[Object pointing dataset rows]

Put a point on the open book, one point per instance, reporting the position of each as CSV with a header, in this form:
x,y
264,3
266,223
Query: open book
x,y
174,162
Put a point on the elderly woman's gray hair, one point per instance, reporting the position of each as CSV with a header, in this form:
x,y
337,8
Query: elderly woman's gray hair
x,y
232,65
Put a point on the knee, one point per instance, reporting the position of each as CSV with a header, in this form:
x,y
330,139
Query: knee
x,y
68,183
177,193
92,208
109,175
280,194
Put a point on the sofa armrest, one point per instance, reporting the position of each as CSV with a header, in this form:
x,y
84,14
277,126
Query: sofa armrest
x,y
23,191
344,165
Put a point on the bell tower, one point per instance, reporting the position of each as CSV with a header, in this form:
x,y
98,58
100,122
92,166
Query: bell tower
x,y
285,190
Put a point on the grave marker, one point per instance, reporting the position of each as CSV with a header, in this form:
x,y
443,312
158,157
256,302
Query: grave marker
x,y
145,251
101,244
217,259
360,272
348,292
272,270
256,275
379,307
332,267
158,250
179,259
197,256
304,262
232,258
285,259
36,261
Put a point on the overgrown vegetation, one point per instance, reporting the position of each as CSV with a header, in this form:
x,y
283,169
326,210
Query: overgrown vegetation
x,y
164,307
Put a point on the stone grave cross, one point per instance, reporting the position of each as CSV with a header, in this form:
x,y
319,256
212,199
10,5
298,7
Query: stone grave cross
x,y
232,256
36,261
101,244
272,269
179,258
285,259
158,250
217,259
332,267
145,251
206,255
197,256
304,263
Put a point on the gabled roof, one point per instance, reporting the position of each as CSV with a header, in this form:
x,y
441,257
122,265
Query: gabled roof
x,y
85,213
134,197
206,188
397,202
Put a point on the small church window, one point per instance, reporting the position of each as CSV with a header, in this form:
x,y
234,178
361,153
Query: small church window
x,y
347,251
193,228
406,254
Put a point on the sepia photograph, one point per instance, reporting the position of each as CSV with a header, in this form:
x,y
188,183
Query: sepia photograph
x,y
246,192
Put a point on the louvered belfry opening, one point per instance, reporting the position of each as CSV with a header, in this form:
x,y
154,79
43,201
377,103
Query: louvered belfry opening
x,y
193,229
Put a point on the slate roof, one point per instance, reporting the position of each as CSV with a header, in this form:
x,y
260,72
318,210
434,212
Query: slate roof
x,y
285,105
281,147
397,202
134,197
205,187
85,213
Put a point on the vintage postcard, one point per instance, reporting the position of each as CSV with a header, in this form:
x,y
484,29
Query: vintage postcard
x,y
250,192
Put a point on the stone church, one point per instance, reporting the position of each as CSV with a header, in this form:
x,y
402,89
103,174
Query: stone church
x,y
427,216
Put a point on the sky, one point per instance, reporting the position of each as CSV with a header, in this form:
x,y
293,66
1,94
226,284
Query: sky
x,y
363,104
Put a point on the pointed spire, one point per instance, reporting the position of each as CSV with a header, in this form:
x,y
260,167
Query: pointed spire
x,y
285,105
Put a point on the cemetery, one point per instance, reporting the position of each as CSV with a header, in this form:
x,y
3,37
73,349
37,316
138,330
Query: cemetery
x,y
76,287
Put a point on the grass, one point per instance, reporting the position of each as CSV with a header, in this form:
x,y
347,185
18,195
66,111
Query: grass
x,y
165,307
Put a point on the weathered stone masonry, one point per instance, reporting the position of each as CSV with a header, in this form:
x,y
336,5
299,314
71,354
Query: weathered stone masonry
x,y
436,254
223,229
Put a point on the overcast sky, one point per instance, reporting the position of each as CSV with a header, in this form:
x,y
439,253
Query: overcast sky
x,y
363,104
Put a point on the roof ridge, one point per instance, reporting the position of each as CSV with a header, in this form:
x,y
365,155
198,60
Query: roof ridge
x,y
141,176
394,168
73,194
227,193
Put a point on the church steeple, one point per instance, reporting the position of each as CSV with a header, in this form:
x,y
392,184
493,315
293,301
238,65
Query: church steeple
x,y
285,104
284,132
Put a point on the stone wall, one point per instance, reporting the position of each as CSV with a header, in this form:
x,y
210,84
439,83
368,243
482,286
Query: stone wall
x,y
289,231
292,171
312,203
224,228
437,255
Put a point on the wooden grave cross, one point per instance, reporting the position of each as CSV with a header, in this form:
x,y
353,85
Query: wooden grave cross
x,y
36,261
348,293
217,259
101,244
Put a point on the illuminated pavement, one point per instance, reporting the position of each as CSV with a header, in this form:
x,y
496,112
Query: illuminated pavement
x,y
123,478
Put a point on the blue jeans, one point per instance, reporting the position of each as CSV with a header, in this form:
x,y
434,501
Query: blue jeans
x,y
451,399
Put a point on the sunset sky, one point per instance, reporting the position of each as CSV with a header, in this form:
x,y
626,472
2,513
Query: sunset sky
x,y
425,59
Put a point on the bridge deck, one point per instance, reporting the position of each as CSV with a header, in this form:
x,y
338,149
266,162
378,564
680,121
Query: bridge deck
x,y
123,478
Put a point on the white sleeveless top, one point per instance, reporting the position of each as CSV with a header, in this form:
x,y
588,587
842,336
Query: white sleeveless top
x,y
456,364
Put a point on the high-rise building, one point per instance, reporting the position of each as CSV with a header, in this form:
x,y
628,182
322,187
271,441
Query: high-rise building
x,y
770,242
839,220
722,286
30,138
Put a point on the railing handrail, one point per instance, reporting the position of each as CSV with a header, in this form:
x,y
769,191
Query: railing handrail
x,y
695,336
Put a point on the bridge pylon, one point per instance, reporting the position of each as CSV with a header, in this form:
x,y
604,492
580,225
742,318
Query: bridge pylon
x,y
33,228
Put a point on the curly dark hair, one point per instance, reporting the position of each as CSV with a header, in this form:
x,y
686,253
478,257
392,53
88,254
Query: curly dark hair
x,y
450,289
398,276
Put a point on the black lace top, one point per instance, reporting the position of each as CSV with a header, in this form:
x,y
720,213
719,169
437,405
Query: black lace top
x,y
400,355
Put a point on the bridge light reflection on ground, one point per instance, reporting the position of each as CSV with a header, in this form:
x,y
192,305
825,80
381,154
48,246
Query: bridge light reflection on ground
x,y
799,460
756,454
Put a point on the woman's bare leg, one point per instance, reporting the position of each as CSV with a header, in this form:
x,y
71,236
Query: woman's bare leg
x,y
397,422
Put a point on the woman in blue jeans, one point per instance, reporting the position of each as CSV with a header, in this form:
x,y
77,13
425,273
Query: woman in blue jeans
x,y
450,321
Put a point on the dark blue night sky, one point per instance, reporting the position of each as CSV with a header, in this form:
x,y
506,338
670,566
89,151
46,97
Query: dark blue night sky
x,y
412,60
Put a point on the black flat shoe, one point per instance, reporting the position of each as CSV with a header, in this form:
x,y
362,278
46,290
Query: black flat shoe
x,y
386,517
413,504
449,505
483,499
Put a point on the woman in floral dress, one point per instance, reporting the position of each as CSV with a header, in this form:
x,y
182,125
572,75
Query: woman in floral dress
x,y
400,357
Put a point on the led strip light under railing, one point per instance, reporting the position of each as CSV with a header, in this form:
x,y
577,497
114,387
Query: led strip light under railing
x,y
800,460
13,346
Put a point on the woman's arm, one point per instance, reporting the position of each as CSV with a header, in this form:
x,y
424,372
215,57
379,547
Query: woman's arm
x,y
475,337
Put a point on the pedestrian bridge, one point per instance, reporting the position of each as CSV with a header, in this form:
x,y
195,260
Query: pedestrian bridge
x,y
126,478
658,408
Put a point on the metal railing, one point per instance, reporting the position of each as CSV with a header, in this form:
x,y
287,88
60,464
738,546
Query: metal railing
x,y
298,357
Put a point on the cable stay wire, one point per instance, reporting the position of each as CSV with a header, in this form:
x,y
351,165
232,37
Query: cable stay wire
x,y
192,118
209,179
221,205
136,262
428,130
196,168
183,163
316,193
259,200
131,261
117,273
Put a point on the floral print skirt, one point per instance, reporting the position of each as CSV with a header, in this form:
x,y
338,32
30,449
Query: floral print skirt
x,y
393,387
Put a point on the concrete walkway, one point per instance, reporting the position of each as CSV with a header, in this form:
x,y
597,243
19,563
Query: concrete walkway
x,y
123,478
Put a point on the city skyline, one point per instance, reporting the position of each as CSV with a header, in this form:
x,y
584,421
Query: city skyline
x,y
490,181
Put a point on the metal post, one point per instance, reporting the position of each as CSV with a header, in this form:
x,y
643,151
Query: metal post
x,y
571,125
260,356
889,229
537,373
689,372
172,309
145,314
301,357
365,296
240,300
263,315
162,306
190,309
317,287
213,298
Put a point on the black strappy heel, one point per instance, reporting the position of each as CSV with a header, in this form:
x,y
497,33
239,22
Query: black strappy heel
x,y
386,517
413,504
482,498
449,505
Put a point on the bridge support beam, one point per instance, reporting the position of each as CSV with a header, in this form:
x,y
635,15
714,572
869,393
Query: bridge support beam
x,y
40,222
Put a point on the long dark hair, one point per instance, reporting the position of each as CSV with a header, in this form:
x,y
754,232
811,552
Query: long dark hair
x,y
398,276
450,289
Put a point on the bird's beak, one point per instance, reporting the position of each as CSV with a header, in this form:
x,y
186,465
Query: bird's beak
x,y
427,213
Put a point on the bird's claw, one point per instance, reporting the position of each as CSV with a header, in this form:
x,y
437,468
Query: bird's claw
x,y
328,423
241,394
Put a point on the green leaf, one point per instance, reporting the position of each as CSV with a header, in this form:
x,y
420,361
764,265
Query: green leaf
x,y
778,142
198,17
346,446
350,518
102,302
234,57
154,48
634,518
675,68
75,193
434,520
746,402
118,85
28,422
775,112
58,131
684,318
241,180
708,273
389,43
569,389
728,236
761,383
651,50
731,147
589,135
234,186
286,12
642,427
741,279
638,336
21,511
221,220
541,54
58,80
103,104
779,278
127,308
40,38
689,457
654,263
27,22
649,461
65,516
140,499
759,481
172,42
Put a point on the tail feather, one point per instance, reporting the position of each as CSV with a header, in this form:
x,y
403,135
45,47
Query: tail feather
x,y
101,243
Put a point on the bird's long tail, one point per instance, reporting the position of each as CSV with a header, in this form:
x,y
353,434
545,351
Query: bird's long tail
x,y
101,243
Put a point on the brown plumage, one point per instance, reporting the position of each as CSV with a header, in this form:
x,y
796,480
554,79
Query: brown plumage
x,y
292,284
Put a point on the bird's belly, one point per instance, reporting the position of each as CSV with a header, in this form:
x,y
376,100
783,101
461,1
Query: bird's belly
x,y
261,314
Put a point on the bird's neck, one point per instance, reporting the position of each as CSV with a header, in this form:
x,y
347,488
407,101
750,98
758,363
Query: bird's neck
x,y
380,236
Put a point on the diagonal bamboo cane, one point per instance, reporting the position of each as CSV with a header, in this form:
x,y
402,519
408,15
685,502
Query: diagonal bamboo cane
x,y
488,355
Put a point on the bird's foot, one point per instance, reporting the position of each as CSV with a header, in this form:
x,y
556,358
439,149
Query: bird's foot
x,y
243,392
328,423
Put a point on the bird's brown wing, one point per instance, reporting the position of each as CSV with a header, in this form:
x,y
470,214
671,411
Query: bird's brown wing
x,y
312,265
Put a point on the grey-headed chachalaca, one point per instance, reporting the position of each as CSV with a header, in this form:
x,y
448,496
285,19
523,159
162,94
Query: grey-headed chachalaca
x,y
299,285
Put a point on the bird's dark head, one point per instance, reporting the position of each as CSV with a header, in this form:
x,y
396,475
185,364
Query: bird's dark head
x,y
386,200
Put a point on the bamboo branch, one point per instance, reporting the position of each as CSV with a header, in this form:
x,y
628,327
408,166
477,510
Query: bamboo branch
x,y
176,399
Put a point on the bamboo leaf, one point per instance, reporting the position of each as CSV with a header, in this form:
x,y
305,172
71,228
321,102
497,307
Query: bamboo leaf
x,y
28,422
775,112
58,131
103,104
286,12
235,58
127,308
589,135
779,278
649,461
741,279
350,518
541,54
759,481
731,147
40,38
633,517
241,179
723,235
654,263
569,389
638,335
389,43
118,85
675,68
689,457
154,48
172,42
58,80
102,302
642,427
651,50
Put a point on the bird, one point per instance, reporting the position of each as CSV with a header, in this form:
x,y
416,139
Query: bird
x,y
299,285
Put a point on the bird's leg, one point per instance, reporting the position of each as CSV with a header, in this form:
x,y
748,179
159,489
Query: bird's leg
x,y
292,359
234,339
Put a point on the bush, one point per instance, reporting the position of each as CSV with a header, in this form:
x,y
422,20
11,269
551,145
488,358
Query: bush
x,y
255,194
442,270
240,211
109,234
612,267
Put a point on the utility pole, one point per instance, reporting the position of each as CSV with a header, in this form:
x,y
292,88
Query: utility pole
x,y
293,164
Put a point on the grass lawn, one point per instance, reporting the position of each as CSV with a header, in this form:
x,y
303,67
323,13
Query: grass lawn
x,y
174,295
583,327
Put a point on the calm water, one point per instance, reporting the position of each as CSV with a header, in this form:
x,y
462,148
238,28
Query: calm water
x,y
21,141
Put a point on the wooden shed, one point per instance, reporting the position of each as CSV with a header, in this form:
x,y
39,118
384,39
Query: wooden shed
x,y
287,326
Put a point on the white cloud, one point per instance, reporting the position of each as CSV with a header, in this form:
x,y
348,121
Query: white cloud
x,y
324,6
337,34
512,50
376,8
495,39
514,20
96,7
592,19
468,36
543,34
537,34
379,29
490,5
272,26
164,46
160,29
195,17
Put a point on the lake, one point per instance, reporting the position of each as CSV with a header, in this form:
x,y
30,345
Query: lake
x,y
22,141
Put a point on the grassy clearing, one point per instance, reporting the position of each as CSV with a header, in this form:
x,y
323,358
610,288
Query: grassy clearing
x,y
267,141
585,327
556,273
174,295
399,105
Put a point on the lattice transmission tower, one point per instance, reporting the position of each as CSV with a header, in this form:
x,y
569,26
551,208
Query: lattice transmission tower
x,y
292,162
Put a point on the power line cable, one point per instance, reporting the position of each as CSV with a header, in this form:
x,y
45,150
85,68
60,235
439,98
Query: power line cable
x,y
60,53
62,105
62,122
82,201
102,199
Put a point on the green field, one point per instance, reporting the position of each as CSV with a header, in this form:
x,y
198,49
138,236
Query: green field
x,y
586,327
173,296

*What you will do*: Set down, exactly and in full, the lines from the one containing "Put a point on the lattice" through the end of the entries; no other line belongs.

*The completed task*:
Put a point on the lattice transmission tower, one point per instance, reporting the position of each as CSV with a header, in this form:
x,y
569,26
551,208
Query: lattice transmission tower
x,y
292,162
Put a point on the power line cable, one point per instance, reporting the position of each as CSV with a header, in this form:
x,y
45,150
85,68
60,235
439,98
Query: power line cable
x,y
60,53
62,105
62,122
82,201
102,199
Put a point on the green field, one point per instance, reporting the position of each as CSV with a header, in this form:
x,y
198,49
138,236
Query: green field
x,y
586,327
173,296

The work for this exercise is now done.